### Aim of the exercise:
How many lines in the items below contain the word "green"? Case counts, so reply with the number only.

### Location annotation dataset excerpts:
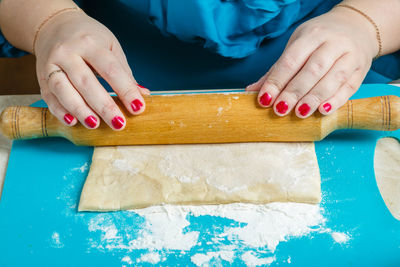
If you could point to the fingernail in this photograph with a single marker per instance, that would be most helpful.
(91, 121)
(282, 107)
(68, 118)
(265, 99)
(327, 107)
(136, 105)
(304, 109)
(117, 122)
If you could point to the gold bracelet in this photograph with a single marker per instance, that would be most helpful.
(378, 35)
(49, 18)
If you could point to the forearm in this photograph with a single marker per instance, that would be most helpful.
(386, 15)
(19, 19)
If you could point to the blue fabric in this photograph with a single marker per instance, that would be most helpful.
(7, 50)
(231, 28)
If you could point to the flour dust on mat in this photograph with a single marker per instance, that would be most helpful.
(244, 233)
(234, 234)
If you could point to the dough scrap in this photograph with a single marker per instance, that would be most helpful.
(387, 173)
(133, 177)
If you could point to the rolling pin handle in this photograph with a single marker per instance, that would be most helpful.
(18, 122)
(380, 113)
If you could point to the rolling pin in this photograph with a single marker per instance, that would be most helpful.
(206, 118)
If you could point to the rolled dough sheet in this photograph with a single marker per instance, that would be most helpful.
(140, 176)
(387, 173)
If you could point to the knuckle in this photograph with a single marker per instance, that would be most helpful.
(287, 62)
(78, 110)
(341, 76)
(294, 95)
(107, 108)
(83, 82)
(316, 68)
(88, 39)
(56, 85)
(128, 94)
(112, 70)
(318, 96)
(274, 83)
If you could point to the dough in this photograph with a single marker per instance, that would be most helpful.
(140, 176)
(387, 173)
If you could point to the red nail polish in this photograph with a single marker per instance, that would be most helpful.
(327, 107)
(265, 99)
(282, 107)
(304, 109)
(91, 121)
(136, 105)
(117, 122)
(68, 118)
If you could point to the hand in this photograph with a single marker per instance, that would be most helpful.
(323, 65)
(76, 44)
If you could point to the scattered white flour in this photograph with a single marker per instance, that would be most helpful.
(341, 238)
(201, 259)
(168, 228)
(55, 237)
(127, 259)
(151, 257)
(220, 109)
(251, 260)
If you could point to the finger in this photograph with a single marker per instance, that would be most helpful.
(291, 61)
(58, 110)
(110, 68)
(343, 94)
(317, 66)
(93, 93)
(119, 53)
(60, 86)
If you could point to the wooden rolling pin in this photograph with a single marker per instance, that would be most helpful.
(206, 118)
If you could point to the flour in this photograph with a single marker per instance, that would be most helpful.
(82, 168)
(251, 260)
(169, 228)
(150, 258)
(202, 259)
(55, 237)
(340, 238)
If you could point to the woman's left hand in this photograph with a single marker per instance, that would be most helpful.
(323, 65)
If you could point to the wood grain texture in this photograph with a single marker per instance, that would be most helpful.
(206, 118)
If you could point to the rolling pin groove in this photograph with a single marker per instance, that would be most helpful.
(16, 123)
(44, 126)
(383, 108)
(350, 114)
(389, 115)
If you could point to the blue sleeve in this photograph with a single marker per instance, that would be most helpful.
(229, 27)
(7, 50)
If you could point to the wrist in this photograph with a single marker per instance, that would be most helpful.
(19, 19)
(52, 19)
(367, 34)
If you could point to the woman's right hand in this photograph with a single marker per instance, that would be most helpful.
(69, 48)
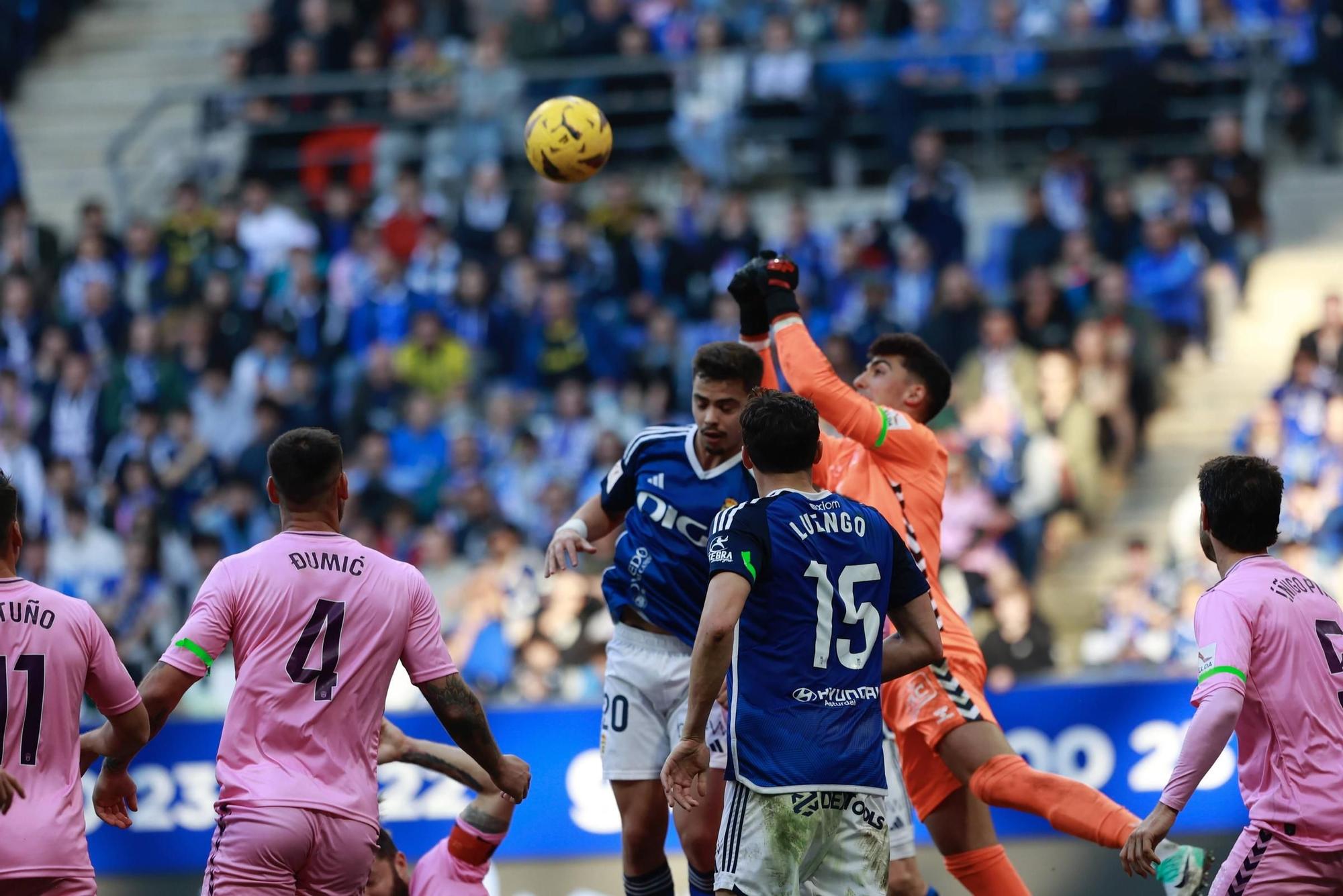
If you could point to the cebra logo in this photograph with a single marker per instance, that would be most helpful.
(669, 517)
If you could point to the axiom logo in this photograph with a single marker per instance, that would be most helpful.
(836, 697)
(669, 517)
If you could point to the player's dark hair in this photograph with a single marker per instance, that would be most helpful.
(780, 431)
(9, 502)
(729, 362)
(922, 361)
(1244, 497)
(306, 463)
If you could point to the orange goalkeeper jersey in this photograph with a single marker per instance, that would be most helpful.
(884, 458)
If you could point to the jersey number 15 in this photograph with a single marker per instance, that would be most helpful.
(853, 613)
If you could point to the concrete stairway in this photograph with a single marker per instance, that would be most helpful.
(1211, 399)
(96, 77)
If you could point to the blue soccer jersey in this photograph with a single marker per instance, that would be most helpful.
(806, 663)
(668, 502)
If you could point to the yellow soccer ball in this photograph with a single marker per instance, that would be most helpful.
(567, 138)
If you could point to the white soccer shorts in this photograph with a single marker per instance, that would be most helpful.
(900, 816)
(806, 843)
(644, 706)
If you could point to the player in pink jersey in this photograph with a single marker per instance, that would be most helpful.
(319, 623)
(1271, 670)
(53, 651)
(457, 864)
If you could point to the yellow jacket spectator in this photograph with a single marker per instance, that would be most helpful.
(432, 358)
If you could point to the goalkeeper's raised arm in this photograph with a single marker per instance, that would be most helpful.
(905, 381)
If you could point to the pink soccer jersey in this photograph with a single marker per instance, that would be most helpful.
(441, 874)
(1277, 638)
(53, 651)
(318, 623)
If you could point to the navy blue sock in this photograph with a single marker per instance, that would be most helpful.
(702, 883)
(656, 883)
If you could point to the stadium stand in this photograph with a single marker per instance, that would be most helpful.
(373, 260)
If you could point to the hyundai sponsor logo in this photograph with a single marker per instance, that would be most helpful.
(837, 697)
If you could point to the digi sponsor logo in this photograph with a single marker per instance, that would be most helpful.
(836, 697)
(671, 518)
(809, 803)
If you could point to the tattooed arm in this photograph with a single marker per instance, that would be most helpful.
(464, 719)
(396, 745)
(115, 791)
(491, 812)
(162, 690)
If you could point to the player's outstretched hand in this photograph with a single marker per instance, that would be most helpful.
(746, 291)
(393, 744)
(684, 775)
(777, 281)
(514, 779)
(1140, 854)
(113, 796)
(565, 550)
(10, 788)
* * *
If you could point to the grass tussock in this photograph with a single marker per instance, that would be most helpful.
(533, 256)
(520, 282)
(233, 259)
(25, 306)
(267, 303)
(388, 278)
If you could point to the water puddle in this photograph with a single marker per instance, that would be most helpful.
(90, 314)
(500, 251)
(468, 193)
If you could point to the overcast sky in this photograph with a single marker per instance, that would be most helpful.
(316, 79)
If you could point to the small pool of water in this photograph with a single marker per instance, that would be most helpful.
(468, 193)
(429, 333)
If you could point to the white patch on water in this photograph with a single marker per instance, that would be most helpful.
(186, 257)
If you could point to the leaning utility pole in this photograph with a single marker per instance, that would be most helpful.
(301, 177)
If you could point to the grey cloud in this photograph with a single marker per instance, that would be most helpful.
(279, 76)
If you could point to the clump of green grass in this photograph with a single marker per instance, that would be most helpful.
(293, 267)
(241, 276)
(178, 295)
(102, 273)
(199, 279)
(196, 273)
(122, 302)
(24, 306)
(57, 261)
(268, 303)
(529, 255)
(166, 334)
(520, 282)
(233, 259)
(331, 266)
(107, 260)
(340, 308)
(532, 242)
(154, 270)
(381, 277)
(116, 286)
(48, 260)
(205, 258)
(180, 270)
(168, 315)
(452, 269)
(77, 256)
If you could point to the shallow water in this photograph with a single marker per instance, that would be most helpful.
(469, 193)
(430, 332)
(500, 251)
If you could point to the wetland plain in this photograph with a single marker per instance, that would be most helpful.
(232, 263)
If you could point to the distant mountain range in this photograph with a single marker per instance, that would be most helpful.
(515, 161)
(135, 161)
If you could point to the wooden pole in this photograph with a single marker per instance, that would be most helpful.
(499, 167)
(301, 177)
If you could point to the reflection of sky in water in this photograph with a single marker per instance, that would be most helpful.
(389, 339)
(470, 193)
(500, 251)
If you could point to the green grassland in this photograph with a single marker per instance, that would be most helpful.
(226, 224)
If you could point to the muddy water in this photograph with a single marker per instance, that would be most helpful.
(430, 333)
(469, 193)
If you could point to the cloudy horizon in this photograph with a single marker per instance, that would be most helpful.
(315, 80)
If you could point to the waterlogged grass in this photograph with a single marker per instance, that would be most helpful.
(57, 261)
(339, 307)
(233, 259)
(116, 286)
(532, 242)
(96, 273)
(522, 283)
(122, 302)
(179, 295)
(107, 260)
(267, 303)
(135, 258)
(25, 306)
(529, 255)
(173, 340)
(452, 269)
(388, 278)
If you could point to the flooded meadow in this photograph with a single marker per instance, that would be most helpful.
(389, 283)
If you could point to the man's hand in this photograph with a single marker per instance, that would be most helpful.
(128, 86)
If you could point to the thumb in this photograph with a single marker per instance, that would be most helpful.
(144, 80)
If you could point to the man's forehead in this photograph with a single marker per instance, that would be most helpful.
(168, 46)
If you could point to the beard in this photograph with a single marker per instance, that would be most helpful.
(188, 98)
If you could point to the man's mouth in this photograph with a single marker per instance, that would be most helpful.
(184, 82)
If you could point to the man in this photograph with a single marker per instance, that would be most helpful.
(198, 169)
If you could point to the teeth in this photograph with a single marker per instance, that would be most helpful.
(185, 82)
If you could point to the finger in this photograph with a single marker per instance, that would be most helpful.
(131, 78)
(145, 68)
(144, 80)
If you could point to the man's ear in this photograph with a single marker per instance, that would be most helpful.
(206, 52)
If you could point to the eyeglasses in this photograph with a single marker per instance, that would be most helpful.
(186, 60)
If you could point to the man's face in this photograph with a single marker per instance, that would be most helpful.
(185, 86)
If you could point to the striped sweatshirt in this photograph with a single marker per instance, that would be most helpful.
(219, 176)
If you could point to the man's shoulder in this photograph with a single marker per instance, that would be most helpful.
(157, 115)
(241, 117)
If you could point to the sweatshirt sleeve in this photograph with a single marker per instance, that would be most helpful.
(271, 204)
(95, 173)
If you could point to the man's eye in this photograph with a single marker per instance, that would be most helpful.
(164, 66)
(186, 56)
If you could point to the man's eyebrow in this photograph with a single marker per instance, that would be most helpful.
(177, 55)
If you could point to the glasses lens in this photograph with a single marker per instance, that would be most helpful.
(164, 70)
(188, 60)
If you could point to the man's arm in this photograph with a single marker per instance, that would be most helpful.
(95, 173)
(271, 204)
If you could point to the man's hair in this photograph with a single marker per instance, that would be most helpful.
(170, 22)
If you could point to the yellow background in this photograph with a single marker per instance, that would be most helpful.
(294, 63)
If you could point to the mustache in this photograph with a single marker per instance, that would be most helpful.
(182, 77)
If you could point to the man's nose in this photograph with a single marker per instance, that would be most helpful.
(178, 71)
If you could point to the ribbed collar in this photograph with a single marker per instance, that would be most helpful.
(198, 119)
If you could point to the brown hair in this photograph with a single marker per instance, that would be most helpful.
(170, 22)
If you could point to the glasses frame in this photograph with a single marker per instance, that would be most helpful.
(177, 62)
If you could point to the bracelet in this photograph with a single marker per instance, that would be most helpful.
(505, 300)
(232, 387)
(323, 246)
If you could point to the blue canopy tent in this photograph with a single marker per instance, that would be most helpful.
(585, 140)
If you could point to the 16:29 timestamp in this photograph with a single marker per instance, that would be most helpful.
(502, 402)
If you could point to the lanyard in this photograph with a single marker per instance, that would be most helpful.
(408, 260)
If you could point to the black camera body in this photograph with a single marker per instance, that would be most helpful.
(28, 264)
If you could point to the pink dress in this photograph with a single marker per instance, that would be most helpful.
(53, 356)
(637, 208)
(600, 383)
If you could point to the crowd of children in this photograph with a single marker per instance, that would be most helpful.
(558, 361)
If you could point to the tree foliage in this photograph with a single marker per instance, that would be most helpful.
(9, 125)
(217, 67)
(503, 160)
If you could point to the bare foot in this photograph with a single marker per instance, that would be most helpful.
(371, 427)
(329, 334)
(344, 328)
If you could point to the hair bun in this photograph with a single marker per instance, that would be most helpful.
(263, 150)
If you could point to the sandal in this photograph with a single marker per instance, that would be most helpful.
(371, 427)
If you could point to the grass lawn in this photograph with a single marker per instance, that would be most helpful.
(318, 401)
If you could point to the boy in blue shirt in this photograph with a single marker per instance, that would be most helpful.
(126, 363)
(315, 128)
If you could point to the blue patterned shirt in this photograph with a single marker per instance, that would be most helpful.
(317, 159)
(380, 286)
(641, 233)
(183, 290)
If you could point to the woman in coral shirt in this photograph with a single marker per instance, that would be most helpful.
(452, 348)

### The solution:
2